Rewrite the listing below, replacing "eyepiece" with "ocular" everywhere it occurs and leaving everything else as is.

Entries from a point annotation set
※ ※ ※
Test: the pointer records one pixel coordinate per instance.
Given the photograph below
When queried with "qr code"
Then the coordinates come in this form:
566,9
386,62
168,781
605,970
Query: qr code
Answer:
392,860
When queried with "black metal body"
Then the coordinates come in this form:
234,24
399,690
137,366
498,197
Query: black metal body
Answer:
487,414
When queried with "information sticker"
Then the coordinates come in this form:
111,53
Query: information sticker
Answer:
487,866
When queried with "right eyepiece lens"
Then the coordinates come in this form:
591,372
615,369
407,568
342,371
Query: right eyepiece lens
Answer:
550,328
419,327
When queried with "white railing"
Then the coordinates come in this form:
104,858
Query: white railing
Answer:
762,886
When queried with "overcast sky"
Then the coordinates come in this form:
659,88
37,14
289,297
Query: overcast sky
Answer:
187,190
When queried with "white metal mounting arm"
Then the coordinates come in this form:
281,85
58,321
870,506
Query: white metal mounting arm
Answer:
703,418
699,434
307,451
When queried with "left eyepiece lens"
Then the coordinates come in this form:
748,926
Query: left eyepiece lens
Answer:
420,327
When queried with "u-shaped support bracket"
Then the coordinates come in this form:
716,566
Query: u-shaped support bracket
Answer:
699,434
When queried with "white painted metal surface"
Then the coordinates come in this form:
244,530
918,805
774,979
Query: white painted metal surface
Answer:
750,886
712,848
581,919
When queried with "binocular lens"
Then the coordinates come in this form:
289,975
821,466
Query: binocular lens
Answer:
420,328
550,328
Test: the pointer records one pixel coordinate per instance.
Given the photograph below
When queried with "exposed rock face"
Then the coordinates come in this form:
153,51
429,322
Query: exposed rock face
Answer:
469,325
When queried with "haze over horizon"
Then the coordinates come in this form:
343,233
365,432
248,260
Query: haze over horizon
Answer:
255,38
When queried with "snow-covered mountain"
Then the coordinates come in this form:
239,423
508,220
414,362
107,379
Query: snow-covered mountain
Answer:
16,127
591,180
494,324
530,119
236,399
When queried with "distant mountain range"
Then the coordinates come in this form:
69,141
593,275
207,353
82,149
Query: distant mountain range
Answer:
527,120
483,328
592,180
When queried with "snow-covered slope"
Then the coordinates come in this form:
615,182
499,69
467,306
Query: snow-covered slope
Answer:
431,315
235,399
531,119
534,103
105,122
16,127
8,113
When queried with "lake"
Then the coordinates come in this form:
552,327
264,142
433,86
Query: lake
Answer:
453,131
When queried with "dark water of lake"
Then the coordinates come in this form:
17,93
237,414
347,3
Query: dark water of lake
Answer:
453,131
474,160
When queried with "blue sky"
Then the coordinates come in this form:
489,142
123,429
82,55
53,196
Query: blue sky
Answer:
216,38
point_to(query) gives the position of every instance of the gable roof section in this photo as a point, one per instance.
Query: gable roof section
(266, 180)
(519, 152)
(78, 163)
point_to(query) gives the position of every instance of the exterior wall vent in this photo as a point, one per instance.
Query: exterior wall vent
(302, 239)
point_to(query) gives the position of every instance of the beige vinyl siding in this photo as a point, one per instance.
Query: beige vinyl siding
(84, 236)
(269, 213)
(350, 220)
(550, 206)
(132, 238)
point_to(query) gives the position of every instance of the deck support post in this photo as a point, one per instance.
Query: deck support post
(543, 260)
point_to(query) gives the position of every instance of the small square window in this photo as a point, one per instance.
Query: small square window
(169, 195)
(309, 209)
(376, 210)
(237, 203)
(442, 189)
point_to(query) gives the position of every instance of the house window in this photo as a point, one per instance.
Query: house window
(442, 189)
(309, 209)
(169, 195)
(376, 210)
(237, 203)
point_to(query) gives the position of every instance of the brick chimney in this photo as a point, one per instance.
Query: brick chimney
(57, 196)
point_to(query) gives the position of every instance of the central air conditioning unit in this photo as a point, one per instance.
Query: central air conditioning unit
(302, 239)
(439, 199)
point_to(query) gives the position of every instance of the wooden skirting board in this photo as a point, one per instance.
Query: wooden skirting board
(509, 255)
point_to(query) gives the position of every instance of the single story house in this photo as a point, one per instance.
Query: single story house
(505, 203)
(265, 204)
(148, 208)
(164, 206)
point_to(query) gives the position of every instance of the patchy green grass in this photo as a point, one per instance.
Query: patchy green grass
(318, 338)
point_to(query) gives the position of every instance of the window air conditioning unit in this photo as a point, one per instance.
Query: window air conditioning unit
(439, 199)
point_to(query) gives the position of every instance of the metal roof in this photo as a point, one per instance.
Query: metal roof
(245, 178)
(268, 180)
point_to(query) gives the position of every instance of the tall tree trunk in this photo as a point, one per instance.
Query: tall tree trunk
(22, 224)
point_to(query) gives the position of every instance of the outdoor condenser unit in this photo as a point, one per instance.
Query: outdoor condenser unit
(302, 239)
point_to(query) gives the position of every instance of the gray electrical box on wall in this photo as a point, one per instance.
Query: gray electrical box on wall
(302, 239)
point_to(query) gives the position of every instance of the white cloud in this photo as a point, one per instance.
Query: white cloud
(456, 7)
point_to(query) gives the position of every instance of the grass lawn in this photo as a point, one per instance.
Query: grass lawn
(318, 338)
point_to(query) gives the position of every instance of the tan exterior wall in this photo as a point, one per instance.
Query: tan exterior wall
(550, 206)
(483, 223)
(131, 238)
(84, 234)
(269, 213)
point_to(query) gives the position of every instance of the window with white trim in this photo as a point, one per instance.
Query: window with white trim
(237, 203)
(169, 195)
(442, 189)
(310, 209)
※ ※ ※
OUTPUT FOR THIS TASK »
Test: the pointer records one pixel coordinate per instance.
Given the photograph below
When queried with "qr code"
Then the coordinates come in this form:
566,9
386,62
168,781
605,970
Query: qr code
Answer:
392,860
When queried with "black metal body"
Then the coordinates come in this form:
234,24
399,690
137,366
498,197
Query: black metal body
Answer:
487,414
When queried with "information sticker"
Then the coordinates come in this form:
111,53
Query: information sticker
Answer:
487,866
When queried with "right ocular lens"
Then the coordinates come in this form:
591,372
615,369
407,568
342,371
Query: right ocular lens
Answer:
550,328
419,327
When queried with "white railing"
Then the coordinates come in this form:
104,858
Query: white railing
Answer:
762,886
When queried with "overcast sky"
Then the coordinates come in this form:
659,88
37,14
289,297
Query: overcast sky
Answer:
187,190
When queried with "white metal mounting arm"
Then the coordinates come in this form:
281,85
58,321
870,506
Query: white metal mounting arm
Answer:
703,418
699,434
307,451
When queried with "left ocular lens"
Then the coordinates come in this form:
748,926
Query: left ocular lens
Answer:
420,327
When queried with "u-shaped support bracket"
Then the coordinates come in this form:
716,566
Query: u-shaped support bracket
Answer:
699,434
When queried with "white painted metal surface"
Then the coordinates come in this form:
244,530
918,805
774,979
Query: white painted metal surface
Answer:
750,886
712,848
581,919
When queried with "binocular lens"
Then the coordinates come in this form:
289,975
821,466
Query: binocular lens
Answer:
420,328
550,328
Test: the pointer records one pixel coordinate per instance.
Given the photograph below
When queried with "exposed rock face"
Then the coordinates come in this form:
153,51
429,322
Query: exposed rock face
Answer:
469,325
When queried with "haze over horizon"
Then the coordinates come in this form:
343,233
365,432
248,260
Query: haze over horizon
Answer:
255,38
When queried with "snow-covered mountain"
Then the coordinates come in this form:
239,423
508,220
414,362
107,379
Query: snow-covered mountain
Answer:
16,127
591,180
494,324
530,119
236,399
When queried with "distant mountain range"
Then the coordinates come in this form:
69,141
593,275
207,353
82,149
Query: distant mountain range
Answer:
527,120
483,328
592,180
When queried with "snow-covered slope"
Then the coordinates come in this form:
615,182
499,69
467,306
Query: snow-covered slope
Answer:
431,315
235,399
531,119
534,103
105,122
16,127
8,113
When queried with "lake"
Then the coordinates come in this form:
552,327
264,142
433,86
Query: lake
Answer:
453,131
When queried with "dark water of lake"
Then the coordinates come in this form:
17,93
237,414
347,3
Query: dark water of lake
Answer:
453,131
474,160
When queried with "blue sky"
Then the coordinates come in this form:
489,142
123,429
82,55
53,196
Query: blue sky
Answer:
216,38
point_to(query) gives the position of every instance of the gable roof section in this photo as a point, one per instance.
Query: gable roof section
(266, 180)
(519, 152)
(78, 163)
point_to(query) gives the position of every instance of the exterior wall vent in this photo as a point, one per instance.
Query: exterior wall vent
(302, 239)
point_to(query) gives the position of every instance of the beige vinyl siding in this photo as a point, one per instance.
Query: beige vinyl siding
(84, 236)
(269, 213)
(350, 220)
(550, 206)
(132, 238)
point_to(query) gives the position of every instance of the deck support post in this photo as a point, one per instance.
Query: deck support post
(543, 260)
point_to(query) gives the position of every instance of the small square window in this photo as a point, one per instance.
Query: small square window
(169, 195)
(309, 209)
(376, 210)
(237, 203)
(442, 189)
point_to(query) gives the position of every instance of the house window in this photo as a point, one per instance.
Query: house window
(442, 189)
(309, 209)
(169, 195)
(376, 210)
(237, 203)
point_to(query) gives the position of every instance of the brick chimney in this photo as a point, one per instance.
Query: brick chimney
(57, 196)
point_to(query) gives the position of every instance of the central air conditioning unit in this photo as a point, one per instance.
Query: central air conditioning unit
(302, 239)
(439, 199)
point_to(query) gives the position of every instance of the wooden skirting board in this photo as a point, one per instance.
Query: wooden skirting board
(509, 255)
point_to(query) gives the position of every instance of the single story house in this photo as a point, one per instance.
Query: single story house
(505, 203)
(265, 204)
(148, 208)
(164, 206)
point_to(query) gives the position of every instance of the patchy green grass in this photo as a point, one per instance.
Query: patchy green grass
(318, 338)
point_to(query) gives the position of every instance of the window air conditioning unit in this photo as a point, one per instance.
Query: window air conditioning unit
(439, 199)
point_to(query) gives the position of every instance of the metal roof in this photo as a point, one per instance.
Query: metal roof
(245, 178)
(268, 180)
point_to(query) gives the position of every instance of the tall tree trunk in this photo as a point, one per instance.
Query: tall tree trunk
(22, 224)
point_to(query) gives the position of every instance of the outdoor condenser unit in this photo as a point, one per instance.
Query: outdoor condenser unit
(302, 239)
point_to(query) gives the position of every instance of the gray electrical box on wall in this photo as a point, one per instance.
Query: gray electrical box on wall
(302, 239)
point_to(query) gives the position of every instance of the white cloud in this photo as a point, one per instance.
Query: white cloud
(456, 7)
point_to(query) gives the position of every instance of the grass lawn in this photo as a point, one per instance.
Query: grass lawn
(318, 338)
point_to(query) gives the position of every instance of the tan exterior wall in this photo as a point, one per instance.
Query: tan exterior wall
(550, 206)
(483, 223)
(131, 238)
(84, 234)
(269, 213)
point_to(query) gives the position of every instance of the window with white trim in this photo as a point, one per instance.
Query: window with white trim
(237, 203)
(169, 195)
(442, 189)
(310, 209)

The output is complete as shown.